| INSTRUCTIONS FOR THE TASK |
Copy out every record below, word for word.

[Pointing and labeling entries]
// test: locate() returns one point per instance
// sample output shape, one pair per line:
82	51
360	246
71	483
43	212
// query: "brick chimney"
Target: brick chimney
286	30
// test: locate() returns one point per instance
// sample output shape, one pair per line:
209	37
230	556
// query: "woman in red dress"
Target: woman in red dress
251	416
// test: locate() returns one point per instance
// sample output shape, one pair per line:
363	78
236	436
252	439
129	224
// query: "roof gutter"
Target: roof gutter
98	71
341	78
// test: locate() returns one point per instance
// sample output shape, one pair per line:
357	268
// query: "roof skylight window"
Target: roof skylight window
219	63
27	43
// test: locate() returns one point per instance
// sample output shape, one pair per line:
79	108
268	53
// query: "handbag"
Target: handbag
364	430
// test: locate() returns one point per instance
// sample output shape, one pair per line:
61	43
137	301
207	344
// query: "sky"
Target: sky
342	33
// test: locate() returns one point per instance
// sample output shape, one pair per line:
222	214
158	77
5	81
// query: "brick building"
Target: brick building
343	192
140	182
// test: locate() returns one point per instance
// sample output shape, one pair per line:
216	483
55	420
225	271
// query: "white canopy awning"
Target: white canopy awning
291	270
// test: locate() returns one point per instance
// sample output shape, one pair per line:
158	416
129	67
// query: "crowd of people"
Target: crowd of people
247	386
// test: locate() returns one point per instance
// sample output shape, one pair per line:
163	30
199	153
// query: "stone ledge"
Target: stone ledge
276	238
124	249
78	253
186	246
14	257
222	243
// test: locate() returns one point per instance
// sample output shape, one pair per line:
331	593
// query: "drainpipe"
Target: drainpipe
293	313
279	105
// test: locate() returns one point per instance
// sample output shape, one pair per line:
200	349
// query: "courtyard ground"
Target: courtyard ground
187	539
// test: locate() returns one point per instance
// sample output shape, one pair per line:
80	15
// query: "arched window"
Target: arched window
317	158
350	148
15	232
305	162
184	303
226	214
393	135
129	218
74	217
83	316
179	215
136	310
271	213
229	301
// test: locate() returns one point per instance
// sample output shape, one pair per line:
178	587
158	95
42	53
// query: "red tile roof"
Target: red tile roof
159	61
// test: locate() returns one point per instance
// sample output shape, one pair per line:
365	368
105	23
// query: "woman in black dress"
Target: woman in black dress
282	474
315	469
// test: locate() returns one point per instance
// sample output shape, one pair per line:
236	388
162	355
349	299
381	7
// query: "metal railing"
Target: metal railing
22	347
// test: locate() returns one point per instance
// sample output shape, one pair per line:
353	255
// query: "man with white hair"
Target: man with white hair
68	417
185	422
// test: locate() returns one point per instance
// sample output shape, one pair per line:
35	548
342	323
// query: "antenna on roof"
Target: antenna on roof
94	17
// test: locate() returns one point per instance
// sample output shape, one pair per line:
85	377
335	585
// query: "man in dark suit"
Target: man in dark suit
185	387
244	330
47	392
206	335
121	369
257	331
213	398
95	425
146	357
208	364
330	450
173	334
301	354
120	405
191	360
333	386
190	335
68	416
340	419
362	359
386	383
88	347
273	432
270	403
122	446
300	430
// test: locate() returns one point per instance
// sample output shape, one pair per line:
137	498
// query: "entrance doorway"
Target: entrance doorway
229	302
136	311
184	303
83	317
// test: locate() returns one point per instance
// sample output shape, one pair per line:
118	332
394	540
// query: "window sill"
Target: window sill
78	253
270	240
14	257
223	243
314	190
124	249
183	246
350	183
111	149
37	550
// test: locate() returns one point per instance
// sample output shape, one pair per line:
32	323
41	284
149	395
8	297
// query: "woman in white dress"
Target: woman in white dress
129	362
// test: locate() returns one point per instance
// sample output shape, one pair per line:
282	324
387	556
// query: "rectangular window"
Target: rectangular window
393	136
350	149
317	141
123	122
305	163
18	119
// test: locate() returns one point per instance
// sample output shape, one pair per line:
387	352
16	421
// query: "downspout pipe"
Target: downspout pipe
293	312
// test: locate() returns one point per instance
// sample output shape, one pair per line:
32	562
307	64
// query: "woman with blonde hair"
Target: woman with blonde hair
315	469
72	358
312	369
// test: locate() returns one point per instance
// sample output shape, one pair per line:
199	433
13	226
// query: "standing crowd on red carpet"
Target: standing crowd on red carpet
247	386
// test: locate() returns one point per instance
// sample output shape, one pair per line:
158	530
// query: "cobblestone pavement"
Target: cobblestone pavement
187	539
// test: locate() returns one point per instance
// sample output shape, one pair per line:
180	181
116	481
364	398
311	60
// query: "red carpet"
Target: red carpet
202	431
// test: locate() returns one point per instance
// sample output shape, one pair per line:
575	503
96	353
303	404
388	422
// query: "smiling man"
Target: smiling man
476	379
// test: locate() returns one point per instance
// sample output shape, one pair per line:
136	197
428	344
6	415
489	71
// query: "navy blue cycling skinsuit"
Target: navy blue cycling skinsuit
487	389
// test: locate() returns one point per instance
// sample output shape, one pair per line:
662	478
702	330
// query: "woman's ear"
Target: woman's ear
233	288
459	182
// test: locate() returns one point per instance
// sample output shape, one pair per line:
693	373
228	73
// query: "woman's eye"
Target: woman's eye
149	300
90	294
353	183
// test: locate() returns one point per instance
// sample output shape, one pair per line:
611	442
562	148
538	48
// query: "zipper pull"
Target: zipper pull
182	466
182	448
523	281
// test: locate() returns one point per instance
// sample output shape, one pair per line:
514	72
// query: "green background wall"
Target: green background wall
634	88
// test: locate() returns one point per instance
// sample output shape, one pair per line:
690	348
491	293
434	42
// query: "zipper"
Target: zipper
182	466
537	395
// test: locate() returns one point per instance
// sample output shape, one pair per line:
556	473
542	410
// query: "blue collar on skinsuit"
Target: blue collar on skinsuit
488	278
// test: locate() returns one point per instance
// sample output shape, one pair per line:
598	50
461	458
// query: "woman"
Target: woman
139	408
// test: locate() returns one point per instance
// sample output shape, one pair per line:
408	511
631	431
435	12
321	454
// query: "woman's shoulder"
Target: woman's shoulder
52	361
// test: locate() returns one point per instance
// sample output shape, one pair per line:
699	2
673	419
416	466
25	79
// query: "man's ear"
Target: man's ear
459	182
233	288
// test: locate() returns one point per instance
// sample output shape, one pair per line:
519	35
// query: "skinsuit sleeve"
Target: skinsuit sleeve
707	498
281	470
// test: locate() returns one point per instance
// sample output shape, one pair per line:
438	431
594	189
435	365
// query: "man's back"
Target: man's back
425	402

| WRITTEN RESPONSE |
// test: locate() returns one point per instance
// sample output shape, one pair per line:
82	51
360	246
71	483
43	212
// query: "brick chimney"
Target: brick chimney
286	30
// test: locate() returns one point per instance
// sample output shape, one pair per line:
209	37
230	556
// query: "woman in red dress"
Target: woman in red dress
251	416
// test: locate() returns one point per instance
// sample output shape, one pair per line:
363	78
236	436
252	439
129	224
// query: "roof gutter"
Target: roof gutter
98	71
341	78
// test: locate() returns one point per instance
// sample output shape, one pair per line:
357	268
// query: "roof skylight window"
Target: roof skylight window
219	63
27	43
// test: locate() returns one point per instance
// sample output shape, one pair per line:
79	108
268	53
// query: "handbag"
Target: handbag
364	430
// test: locate() returns one point per instance
// sample output shape, one pair per line:
61	43
137	301
207	344
// query: "sky"
Target: sky
342	33
// test: locate() returns one point per instance
// sample output shape, one pair per line:
222	214
158	77
5	81
// query: "brick building"
Target: brick building
343	192
140	182
// test: locate() returns one point per instance
// sample output shape, one pair per line:
216	483
55	420
225	271
// query: "white canopy awning"
Target: white canopy awning
291	270
// test: locate() returns one point per instance
// sample output shape, one pair per line:
158	416
129	67
// query: "crowd of people"
Target: crowd of people
247	386
// test: locate() returns one point per instance
// sample output shape, one pair per line:
163	30
199	153
// query: "stone ledge"
Target: stone ledge
276	238
124	249
78	253
186	246
14	257
222	243
// test: locate() returns one point per instance
// sample output shape, one pair per line:
331	593
// query: "drainpipe"
Target: drainpipe
293	313
279	105
// test: locate() returns one point per instance
// sample output shape, one pair per line:
200	349
// query: "courtyard ground"
Target: courtyard ground
187	539
// test: locate() returns one point per instance
// sample output shape, one pair per line:
80	15
// query: "arched window"
Target: arched window
317	158
350	148
15	232
305	162
184	303
226	214
393	135
129	218
74	217
83	316
179	215
136	310
271	213
229	301
// test: locate() returns one point per instance
// sample output shape, one pair per line:
178	587
158	95
42	53
// query: "red tile roof"
Target: red tile roof
159	61
// test: locate() returns one point per instance
// sample output shape, one pair per line:
365	368
105	23
// query: "woman in black dress"
Target: woman in black dress
282	474
315	469
// test: locate() returns one point per instance
// sample output shape, one pair per line:
236	388
162	355
349	299
381	7
// query: "metal railing"
Target: metal railing
22	347
// test: locate() returns one point per instance
// sample output shape, one pair per line:
353	255
// query: "man with white hair"
Target: man with white hair
68	417
185	422
// test: locate() returns one point per instance
// sample output shape, one pair per line:
35	548
342	323
// query: "antenna on roof"
Target: antenna on roof
94	17
// test: locate() returns one point per instance
// sample output shape, one pair per line:
85	377
335	585
// query: "man in dark suit"
Target: man in dark suit
185	387
244	330
47	392
206	335
121	369
257	331
213	398
95	425
146	357
208	364
330	450
173	334
301	354
120	405
191	360
333	386
190	335
68	416
340	419
362	359
386	383
88	347
273	432
270	403
122	446
300	430
// test: locate() returns one point per instance
// sample output shape, one pair per line:
137	498
// query: "entrance doorway"
Target: entrance doorway
229	302
136	311
184	303
83	317
// test: locate() returns one point per instance
// sample output shape, one pair per line:
118	332
394	540
// query: "window sill"
Target: window sill
78	253
270	240
14	257
223	243
314	190
124	249
183	246
350	183
111	149
37	550
// test: locate() returns one point per instance
// sample output shape, one pair per line:
32	323
41	284
149	395
8	297
// query: "woman in white dress"
Target: woman in white dress
129	362
// test: locate() returns one point per instance
// sample output shape, one pair per line:
282	324
387	556
// query: "rectangular window"
Target: rectangular window
393	136
350	149
317	141
123	122
305	163
18	119
// test: locate() returns one point per instance
// sample output shape, one pair per line:
387	352
16	421
// query: "downspout pipe"
Target: downspout pipe
293	312
// test: locate() returns one point per instance
// sample output shape, one pair per line:
32	562
307	64
// query: "woman with blonde hair"
Target: woman with blonde hair
315	469
72	358
312	369
// test: locate() returns one point per instance
// sample output shape, one pair per line:
199	433
13	226
// query: "standing crowd on red carpet"
Target: standing crowd on red carpet
247	386
// test: locate() returns one point per instance
// sample output shape, one pair per line:
158	530
// query: "cobblestone pavement"
Target: cobblestone pavement
187	539
// test: locate() returns one point per instance
// sample output shape, one pair per line:
180	181
116	481
364	398
311	60
// query: "red carpet"
Target: red carpet
202	431
// test: locate() returns one point per instance
// sample output shape, one pair per line:
575	503
96	353
303	404
388	422
// query: "smiling man"
Target: smiling man
476	379
// test: locate() returns one point per instance
// sample output shape, one pair per line:
136	197
428	344
6	415
489	71
// query: "navy blue cycling skinsuit"
Target: navy blue cycling skinsuit
487	389
// test: locate() returns one point per instance
// sample output shape, one pair per line:
662	478
702	330
// query: "woman's ear"
Target: woman's ear
233	288
459	182
// test: locate() returns one point per instance
// sample output shape, one pair per line:
693	373
228	73
// query: "woman's eye"
Target: woman's eye
149	300
90	294
353	183
// test: locate() returns one point per instance
// sample output shape, one pair per line:
611	442
562	148
538	48
// query: "zipper pull"
Target: zipper pull
182	466
182	448
523	281
// test: locate() returns one point per instance
// sample output shape, one pair per line:
514	72
// query: "green background wall"
Target: green background wall
634	88
// test: locate() returns one point per instance
// sample output shape, one pair per line:
690	348
491	293
434	42
// query: "zipper"
Target: zipper
182	466
537	395
// test: locate() returns one point per instance
// sample output shape, one pair per line:
556	473
542	410
// query: "blue collar on skinsuit"
Target: blue collar on skinsuit
488	278
// test: locate() returns one point per instance
// sample output shape, one pair per line:
598	50
461	458
// query: "woman"
Target: woman
139	408
// test: locate() returns one point per instance
// sample output shape, one pair per line:
408	511
631	431
435	12
321	454
// query: "woman's shoulder"
Target: woman's shoulder
52	361
// test: locate() returns one point per instance
// sample output shape, one pair per line:
699	2
673	419
416	466
25	79
// query: "man's ear"
Target: man's ear
459	182
233	288
// test: locate() returns one point per instance
// sample output shape, one pair per line:
519	35
// query: "skinsuit sleeve"
Target: skinsuit sleeve
707	498
281	470
// test: locate() returns one point per instance
// sample output shape, one pair per line:
438	431
594	189
435	365
// query: "man's back"
Target: man's back
425	402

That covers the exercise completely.